Provided data

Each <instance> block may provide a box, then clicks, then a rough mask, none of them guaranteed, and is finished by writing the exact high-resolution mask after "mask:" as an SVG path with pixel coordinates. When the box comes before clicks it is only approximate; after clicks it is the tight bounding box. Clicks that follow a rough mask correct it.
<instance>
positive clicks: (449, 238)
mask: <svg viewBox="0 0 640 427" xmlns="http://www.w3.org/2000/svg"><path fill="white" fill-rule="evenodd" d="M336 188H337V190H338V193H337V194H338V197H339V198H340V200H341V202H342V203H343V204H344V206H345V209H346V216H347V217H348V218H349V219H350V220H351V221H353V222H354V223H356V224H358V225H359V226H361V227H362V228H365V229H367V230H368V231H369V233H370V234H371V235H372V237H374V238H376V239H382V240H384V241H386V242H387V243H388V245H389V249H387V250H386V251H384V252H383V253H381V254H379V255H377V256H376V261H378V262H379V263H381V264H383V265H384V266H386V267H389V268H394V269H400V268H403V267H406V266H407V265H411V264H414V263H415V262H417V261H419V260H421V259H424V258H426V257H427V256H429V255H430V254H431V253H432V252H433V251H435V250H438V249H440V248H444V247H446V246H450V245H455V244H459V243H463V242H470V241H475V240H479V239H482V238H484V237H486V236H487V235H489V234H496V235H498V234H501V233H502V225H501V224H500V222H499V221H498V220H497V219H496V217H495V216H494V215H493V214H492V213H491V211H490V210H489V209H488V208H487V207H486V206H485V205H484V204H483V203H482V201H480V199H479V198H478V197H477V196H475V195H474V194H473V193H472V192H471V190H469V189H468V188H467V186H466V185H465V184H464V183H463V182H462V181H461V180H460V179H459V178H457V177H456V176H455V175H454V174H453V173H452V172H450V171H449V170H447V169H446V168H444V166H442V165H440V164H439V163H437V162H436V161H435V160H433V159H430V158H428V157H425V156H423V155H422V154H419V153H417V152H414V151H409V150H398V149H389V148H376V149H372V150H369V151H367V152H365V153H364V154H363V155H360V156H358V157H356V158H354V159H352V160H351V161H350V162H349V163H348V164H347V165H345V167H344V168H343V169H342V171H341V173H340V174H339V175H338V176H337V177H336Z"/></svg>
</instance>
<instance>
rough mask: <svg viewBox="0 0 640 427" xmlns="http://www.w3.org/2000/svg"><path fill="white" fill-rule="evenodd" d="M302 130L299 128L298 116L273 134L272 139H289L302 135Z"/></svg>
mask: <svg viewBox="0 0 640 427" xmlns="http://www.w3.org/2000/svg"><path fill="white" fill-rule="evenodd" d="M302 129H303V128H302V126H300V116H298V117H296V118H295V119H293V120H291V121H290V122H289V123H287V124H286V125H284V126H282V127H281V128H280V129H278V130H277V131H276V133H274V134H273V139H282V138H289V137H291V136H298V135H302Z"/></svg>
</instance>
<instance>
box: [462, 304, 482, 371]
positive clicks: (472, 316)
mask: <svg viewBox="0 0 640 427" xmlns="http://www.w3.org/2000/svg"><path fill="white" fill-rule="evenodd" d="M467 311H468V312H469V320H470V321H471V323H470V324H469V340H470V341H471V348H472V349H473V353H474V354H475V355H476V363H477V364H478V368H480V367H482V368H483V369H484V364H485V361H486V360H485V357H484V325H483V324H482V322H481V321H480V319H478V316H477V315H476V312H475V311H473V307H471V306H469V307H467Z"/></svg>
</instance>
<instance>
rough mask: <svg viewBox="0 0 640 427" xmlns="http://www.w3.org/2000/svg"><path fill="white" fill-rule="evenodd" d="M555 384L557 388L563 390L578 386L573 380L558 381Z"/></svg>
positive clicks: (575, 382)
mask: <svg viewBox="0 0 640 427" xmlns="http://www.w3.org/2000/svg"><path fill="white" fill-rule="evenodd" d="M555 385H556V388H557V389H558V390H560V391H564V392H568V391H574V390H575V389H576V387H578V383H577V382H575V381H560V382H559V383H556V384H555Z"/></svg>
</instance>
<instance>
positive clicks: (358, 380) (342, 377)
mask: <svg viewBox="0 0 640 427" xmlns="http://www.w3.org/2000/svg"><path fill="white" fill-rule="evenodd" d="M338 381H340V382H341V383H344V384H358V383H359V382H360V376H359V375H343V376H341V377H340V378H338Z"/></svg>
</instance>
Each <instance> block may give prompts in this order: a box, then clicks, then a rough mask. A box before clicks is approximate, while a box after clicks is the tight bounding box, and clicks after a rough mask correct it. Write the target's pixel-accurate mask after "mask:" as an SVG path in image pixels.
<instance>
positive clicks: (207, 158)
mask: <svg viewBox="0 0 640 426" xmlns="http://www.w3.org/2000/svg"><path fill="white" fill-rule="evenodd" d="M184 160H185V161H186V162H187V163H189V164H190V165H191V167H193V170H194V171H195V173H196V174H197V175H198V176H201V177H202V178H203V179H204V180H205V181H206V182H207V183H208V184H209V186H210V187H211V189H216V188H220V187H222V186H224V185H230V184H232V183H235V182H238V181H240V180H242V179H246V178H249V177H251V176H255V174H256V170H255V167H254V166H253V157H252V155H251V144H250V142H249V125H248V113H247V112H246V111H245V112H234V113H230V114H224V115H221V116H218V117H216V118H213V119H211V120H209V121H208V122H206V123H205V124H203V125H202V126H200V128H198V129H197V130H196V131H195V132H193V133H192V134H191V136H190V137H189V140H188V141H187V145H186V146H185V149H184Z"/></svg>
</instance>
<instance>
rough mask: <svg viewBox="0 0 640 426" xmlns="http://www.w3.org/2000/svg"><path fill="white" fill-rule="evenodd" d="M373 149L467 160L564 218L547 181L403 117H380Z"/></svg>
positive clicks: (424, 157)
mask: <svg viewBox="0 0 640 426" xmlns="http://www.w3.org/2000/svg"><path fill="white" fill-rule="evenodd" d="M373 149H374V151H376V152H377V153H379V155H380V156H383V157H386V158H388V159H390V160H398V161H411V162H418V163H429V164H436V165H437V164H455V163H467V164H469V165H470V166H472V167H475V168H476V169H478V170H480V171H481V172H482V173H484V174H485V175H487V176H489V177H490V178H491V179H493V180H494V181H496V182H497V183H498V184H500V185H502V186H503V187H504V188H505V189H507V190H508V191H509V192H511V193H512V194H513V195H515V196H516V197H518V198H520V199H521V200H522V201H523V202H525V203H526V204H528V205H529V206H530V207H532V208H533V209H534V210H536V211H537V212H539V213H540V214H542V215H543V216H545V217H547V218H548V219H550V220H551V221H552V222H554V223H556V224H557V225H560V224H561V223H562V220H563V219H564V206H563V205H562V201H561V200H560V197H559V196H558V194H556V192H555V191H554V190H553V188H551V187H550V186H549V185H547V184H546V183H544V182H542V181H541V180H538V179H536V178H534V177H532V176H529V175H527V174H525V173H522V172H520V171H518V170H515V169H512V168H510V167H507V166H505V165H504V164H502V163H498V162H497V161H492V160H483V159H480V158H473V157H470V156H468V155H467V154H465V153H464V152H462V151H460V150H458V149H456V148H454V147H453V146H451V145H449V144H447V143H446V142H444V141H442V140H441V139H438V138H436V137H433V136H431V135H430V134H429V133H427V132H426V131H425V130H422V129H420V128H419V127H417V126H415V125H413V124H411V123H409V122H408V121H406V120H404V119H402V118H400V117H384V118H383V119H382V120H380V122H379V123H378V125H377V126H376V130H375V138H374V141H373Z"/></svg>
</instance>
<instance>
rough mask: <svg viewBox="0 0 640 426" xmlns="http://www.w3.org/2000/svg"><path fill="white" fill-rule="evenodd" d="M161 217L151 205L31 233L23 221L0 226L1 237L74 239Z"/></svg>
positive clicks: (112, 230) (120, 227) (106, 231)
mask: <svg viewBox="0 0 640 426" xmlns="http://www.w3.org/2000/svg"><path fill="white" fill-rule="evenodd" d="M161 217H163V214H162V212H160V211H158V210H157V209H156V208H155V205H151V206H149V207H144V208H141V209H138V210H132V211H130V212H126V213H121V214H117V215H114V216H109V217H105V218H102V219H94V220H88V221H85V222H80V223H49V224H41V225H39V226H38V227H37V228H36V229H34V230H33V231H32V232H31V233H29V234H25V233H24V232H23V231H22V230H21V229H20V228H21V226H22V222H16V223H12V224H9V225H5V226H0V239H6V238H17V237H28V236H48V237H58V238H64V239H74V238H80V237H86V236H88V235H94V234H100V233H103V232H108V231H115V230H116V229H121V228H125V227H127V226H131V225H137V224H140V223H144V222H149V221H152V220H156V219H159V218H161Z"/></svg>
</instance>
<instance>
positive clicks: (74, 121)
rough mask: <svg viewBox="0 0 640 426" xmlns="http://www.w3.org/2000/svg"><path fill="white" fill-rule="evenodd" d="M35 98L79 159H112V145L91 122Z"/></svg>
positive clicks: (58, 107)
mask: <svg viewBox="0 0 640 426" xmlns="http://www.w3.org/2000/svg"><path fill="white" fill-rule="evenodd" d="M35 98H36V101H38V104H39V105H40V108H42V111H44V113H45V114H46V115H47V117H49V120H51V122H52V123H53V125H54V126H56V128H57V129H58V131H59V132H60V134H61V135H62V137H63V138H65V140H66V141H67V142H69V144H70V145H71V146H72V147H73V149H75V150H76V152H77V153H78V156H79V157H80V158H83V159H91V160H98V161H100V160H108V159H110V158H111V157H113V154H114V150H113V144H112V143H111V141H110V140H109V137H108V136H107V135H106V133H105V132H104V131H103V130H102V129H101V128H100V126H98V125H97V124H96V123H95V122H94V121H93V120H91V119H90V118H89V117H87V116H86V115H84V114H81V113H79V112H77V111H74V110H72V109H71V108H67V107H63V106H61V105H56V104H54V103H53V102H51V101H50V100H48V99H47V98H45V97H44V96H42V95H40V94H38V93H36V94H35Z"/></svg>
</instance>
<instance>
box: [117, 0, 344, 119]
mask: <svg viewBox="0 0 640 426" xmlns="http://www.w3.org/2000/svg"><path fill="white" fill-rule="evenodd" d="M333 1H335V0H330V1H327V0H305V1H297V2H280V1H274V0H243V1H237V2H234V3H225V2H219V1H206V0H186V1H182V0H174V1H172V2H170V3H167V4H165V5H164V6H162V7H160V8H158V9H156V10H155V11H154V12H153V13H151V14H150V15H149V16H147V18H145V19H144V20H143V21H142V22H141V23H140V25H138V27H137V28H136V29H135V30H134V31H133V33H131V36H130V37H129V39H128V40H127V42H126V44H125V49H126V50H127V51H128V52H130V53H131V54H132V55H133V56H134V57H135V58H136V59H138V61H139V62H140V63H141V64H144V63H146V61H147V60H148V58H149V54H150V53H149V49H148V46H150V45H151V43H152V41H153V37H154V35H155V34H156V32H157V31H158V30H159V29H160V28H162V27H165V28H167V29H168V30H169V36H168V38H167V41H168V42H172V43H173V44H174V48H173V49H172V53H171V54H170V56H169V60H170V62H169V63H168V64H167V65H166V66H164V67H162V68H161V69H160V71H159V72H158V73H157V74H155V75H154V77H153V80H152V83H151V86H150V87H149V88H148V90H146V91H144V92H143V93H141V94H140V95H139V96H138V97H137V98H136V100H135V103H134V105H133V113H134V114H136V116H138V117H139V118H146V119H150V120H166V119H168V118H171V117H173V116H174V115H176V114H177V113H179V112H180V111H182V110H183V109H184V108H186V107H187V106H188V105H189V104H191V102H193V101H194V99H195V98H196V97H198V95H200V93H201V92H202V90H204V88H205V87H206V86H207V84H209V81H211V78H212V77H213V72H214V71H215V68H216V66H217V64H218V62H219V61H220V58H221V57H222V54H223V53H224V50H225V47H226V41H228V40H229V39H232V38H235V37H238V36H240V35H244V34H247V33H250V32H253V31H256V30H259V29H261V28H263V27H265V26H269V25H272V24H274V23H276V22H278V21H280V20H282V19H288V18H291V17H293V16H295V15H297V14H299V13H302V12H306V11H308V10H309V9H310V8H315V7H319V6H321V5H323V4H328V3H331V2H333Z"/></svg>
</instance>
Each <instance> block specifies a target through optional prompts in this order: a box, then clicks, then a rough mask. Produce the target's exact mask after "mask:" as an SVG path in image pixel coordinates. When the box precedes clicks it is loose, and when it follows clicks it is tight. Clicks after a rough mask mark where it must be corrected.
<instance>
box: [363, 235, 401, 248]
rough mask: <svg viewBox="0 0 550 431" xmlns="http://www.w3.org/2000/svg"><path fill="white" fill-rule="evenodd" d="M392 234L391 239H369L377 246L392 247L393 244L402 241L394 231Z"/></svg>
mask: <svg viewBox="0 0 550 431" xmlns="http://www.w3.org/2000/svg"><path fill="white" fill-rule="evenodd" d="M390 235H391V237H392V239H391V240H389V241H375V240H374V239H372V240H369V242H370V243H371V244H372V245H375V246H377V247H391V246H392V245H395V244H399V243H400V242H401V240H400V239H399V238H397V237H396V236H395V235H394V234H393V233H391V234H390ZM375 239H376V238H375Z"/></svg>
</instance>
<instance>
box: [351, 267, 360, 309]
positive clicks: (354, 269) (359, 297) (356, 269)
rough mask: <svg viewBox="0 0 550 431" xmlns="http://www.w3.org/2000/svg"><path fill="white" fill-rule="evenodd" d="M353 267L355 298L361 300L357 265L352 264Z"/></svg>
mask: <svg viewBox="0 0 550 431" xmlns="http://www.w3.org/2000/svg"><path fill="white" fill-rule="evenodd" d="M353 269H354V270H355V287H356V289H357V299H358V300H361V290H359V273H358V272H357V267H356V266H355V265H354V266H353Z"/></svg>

What the exercise asks
For the word "this", show every line of the entries that holds it.

Exercise answer
Each <instance> block may give prompts in this order: a box, then clicks, then a rough mask. A box before clicks is approximate, while a box after clicks is the tight bounding box, and clicks after a rough mask correct it. Write the target's pixel-accurate mask after "mask:" as an SVG path in image pixels.
Each <instance> block specifies a target through optional prompts in this order: a box, then clicks, then a rough mask. Produce the target's exact mask after "mask:" as an SVG path in image pixel coordinates. When the box precedes clicks it is loose, and when it follows clicks it is tight. Clicks after a rough mask mark where it must be corrected.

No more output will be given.